§ **PROBLEM TO WORK ON**:
Print the lines below word for word, starting at the line containing "[outline] silver minivan, every instance" and ending at the line containing "M227 233L269 265L306".

_ _ _ _

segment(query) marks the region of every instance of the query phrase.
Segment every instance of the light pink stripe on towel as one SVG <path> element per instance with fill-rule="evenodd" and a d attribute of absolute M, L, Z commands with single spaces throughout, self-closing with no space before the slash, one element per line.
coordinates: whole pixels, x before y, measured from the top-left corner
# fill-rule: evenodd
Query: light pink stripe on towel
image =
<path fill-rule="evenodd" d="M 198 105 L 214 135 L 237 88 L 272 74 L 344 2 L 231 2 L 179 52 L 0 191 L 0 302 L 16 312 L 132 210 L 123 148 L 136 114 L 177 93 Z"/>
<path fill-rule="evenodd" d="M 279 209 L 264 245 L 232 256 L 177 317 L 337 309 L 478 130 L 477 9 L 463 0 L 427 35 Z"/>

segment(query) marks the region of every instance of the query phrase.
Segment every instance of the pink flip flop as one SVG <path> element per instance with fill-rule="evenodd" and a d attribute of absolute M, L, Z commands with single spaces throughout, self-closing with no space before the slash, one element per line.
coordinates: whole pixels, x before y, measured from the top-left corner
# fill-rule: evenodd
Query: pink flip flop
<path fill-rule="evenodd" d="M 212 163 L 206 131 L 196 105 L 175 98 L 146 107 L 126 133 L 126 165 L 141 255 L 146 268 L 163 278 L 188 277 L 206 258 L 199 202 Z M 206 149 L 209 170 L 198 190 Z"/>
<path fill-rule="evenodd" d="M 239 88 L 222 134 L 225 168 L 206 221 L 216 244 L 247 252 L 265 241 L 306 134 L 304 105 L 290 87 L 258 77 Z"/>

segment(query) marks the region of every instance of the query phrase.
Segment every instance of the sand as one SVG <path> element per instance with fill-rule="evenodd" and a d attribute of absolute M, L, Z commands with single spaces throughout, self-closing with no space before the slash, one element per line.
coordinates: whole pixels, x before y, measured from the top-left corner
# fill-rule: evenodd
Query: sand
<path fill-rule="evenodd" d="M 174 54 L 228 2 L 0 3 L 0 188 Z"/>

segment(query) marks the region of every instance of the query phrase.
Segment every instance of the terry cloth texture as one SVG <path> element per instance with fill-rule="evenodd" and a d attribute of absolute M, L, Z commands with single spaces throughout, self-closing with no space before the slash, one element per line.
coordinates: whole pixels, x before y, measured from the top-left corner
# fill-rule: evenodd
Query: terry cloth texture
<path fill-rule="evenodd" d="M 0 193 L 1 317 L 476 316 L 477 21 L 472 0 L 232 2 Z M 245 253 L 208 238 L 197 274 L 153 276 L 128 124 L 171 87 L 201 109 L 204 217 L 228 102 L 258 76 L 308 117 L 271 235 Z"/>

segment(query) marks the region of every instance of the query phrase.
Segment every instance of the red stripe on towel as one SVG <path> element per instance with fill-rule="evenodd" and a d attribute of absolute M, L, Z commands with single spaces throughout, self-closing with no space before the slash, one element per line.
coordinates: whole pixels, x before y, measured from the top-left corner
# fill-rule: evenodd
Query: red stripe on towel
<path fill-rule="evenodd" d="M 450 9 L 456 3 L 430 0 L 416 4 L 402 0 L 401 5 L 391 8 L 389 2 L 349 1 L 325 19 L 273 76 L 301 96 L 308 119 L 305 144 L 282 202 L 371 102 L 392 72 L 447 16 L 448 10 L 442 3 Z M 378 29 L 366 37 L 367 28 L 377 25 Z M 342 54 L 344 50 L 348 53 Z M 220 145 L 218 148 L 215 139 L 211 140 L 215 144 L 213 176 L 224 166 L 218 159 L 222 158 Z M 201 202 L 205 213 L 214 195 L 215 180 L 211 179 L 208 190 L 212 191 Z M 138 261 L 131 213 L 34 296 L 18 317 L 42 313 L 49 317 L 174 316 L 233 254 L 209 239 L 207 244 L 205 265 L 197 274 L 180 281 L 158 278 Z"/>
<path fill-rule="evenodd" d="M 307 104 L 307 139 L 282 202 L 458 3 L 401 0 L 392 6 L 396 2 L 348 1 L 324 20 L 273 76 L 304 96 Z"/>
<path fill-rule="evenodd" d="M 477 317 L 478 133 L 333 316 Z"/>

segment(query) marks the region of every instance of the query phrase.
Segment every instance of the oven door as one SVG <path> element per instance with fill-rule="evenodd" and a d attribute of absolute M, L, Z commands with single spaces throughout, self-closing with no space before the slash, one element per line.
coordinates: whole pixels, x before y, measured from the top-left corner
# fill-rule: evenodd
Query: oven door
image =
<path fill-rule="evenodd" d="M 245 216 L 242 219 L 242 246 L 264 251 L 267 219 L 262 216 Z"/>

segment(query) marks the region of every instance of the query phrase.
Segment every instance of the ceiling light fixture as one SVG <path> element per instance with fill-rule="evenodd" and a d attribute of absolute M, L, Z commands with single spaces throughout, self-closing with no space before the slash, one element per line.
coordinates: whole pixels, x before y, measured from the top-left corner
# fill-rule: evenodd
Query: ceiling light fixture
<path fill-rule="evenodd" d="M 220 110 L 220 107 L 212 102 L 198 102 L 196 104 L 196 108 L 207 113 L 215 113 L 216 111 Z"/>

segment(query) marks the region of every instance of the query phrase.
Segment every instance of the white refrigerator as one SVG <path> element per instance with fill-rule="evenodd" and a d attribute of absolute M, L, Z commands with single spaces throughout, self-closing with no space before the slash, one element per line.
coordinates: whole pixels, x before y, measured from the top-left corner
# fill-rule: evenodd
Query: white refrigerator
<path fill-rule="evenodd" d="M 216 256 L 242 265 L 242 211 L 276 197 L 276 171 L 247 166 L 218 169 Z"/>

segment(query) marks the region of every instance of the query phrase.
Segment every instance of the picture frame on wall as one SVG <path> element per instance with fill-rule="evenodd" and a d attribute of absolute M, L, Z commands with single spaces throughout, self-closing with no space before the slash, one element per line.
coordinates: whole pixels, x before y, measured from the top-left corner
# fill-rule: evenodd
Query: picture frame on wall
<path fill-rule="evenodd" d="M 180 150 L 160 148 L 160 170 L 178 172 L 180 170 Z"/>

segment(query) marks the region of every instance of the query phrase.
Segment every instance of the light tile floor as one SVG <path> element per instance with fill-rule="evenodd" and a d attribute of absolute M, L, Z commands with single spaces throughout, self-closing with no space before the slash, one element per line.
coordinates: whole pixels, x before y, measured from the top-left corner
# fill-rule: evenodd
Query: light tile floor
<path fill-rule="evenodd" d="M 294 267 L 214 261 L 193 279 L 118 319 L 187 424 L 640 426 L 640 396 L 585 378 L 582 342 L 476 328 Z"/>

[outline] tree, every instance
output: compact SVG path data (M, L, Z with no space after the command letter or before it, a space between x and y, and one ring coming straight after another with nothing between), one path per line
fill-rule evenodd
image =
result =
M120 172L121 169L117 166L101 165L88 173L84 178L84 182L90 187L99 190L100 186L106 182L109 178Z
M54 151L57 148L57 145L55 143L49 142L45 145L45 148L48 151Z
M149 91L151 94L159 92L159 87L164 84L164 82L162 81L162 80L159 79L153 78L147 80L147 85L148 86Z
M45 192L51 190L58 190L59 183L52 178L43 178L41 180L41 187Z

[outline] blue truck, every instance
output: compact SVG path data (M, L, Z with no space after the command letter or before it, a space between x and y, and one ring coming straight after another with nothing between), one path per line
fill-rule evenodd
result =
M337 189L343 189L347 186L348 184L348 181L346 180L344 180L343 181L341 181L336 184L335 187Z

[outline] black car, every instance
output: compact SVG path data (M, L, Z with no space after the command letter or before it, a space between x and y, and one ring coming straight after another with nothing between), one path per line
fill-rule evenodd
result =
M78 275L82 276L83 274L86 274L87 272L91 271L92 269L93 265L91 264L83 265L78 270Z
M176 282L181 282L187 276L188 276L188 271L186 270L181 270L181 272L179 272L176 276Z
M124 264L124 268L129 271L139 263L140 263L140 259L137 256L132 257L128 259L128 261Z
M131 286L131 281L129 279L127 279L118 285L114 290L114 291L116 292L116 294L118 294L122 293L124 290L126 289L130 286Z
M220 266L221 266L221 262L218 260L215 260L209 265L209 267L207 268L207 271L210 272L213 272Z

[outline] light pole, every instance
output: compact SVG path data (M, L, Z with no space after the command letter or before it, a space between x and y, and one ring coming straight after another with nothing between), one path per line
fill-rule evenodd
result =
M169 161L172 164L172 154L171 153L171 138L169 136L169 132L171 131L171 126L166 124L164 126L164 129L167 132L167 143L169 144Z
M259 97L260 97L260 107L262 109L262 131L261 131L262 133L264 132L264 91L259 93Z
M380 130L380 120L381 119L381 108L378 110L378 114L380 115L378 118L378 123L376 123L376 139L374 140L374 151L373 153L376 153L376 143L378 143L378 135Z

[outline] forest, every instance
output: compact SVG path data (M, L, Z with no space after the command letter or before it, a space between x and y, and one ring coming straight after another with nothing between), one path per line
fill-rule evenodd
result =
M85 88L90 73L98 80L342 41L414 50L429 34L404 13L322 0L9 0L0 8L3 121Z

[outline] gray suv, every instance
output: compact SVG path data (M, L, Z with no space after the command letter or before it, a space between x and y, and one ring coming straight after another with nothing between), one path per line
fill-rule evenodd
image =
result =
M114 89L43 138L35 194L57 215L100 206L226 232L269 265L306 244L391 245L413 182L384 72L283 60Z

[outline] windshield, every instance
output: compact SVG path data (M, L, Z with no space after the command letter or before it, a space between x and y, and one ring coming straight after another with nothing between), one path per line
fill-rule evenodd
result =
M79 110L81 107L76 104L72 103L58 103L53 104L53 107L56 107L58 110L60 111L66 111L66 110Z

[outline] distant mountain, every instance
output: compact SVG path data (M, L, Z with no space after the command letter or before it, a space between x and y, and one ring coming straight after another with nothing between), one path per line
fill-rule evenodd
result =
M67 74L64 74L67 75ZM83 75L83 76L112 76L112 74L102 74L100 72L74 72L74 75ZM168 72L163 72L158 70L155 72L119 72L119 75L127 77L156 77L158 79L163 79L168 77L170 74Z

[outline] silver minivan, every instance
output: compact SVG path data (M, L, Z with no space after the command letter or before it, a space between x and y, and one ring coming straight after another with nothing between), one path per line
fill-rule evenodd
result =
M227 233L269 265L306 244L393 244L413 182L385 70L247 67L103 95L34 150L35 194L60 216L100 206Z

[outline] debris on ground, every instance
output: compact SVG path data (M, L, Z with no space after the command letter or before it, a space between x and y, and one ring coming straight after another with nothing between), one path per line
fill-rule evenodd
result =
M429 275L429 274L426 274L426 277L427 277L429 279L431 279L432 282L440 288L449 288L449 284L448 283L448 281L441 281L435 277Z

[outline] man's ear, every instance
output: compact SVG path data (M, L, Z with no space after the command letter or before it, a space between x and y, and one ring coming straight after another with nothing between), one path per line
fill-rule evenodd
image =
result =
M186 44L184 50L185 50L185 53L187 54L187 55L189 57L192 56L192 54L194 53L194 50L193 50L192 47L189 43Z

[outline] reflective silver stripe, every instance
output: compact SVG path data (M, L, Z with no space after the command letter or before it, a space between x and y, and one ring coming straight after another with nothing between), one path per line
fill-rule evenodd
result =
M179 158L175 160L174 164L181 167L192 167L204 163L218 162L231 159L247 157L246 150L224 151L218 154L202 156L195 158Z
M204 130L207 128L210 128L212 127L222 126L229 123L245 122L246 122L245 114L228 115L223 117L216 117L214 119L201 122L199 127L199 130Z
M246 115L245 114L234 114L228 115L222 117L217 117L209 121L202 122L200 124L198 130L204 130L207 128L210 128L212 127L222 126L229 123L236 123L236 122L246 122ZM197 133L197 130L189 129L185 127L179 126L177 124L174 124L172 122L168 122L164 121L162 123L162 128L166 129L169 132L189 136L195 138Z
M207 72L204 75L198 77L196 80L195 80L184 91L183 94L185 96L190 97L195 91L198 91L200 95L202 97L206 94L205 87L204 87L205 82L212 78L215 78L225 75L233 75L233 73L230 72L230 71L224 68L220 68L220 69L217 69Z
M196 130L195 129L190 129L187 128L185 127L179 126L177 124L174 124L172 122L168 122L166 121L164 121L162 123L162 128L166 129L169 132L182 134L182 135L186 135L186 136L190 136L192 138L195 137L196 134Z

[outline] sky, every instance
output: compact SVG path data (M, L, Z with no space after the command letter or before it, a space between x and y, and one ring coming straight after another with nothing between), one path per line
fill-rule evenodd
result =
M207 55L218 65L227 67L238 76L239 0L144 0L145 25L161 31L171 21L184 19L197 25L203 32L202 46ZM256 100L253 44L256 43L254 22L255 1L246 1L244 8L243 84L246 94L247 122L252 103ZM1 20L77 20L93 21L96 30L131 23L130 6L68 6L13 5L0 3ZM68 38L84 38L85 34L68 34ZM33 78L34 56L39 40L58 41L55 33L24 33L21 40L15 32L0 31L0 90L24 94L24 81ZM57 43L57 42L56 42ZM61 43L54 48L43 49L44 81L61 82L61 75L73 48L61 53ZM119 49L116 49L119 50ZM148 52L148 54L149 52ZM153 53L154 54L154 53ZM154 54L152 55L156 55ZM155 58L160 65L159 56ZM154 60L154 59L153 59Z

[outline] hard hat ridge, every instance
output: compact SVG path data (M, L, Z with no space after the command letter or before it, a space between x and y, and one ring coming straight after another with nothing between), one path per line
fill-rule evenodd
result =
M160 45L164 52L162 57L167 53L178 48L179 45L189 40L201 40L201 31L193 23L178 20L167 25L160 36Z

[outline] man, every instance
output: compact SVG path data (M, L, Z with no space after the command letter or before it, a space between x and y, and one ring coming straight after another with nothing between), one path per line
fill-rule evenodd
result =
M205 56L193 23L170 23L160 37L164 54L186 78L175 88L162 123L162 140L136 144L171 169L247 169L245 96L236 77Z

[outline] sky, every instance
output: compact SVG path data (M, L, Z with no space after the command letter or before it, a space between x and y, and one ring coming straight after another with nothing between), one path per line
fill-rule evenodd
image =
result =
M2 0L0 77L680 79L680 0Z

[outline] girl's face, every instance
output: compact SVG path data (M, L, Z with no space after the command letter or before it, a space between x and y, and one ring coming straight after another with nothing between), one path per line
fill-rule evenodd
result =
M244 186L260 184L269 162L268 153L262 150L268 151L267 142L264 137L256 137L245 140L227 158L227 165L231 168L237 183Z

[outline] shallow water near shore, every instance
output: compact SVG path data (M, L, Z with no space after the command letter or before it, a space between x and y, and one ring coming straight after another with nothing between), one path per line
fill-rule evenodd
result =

_ _ _ _

§ **REPLY**:
[outline] silver minivan, every instance
output: compact SVG path data (M, L, Z with no space after the command letter or before it, a space between x and y, and one ring coming straight after another with nothing between), one path per line
fill-rule evenodd
result =
M227 233L269 265L306 244L393 244L413 182L385 70L247 67L103 95L34 150L35 194L60 216L100 206Z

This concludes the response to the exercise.